__Stated goal__
Edit the rows below by changing every "in this photo" to "in this image" and leaving everything else unchanged. Leave the pictures out of your answer.

==*==

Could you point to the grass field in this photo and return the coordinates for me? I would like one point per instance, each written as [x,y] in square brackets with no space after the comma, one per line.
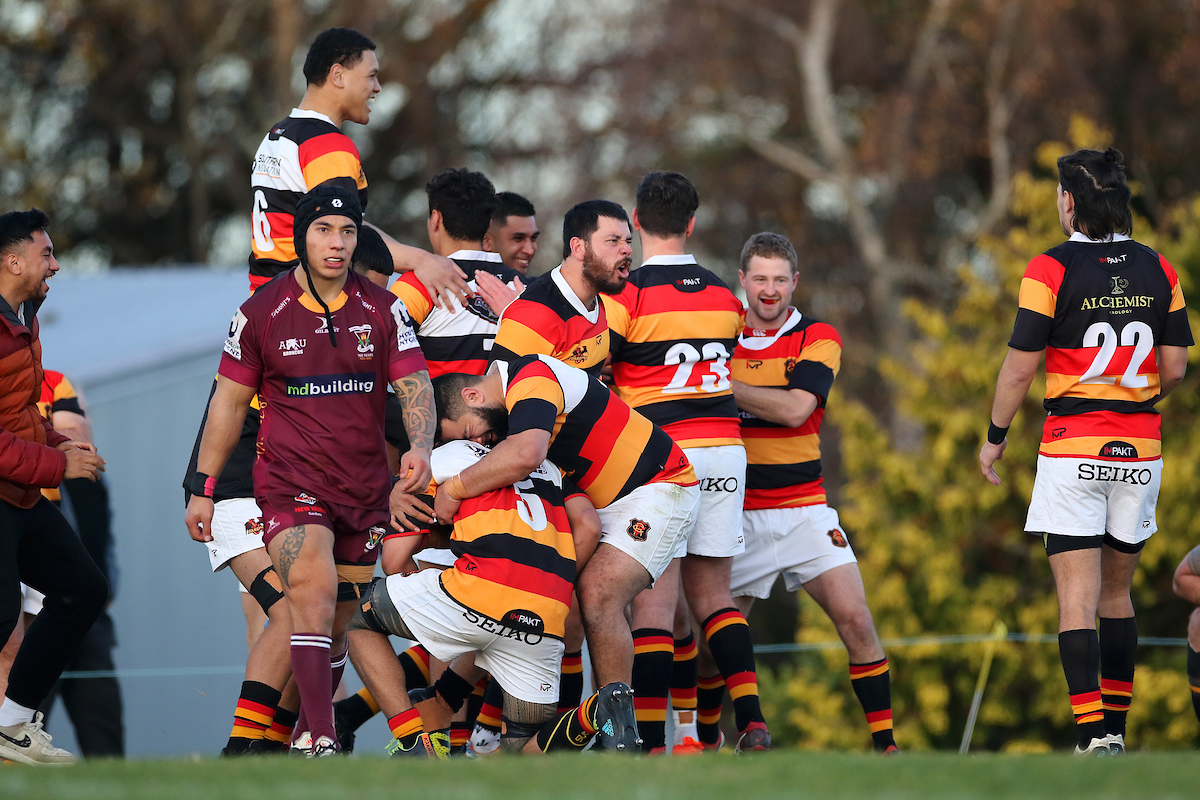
[786,774]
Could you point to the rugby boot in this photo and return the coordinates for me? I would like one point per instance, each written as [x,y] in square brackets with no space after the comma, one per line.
[755,738]
[1097,749]
[616,721]
[323,747]
[29,744]
[426,745]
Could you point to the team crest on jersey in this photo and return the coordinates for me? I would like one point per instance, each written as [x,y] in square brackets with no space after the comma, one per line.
[293,346]
[364,335]
[375,535]
[579,355]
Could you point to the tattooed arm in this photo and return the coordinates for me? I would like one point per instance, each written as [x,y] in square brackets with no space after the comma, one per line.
[1187,577]
[415,396]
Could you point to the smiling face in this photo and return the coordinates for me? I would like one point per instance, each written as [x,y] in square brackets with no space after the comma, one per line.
[607,254]
[359,84]
[516,241]
[330,244]
[768,283]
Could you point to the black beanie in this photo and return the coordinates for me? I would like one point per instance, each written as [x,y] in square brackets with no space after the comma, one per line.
[323,200]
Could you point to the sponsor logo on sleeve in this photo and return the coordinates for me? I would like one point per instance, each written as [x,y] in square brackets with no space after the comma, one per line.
[233,343]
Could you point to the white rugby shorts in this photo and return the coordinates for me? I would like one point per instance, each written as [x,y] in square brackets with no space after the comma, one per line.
[526,665]
[799,543]
[237,529]
[723,491]
[1089,497]
[651,523]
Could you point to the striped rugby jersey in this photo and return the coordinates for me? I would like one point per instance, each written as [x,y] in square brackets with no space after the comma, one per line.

==*==

__The answer__
Could you point to the grass field in this image and return the coordinates for me? I would like one point per instance, each written as [x,y] in square brackets with no space after the comma, one per line.
[786,774]
Could you point to the rugby boot in this image and return the coordinates for me? I would like one point per instance, each written as [x,y] in square brackets with no space after the comma, one per line.
[755,738]
[1097,749]
[616,721]
[323,747]
[29,744]
[426,745]
Could you point to the team crest on jersey in this image and return the coordinates for me? I would like one point per instance, each written as [x,y] in square brackets with no space after the comma, one per line.
[293,346]
[364,335]
[375,535]
[579,355]
Could you point to the tattooed arm in this image and return the coordinates for me? I would like one point per instance, each written as [x,y] in square brackets with no space after the comma, one per line.
[1187,577]
[415,396]
Could you point to the smiling face in this image and return the coordinates for me? I would like one point per instance, each written as [x,y] in square brackets with no space after the comma, one per line.
[607,254]
[359,84]
[516,241]
[330,244]
[768,283]
Could you point to the black beanie in this image and return the coordinates for me? I would like one point per instance, each written as [x,y] in square brackets with no space after the comma, one per line.
[323,200]
Could you point to the sponsor logo on sleeve in this image and return the coordinates for me? I would like one point per instance, each written as [x,y] in square brackets with no space after the comma, one per line.
[233,343]
Could you point to the white rugby shorts in this image and return the coordinates for me? I would like one point per instance, each written as [x,y] in square brackets with no space after the comma, one per line.
[526,665]
[799,543]
[237,529]
[723,491]
[1089,497]
[651,523]
Could you point to the striped rugby jersey in this image and return the coordinates for me? I would like one point per instance, each written as [x,y] in square brackets with no space after the comma, one per line.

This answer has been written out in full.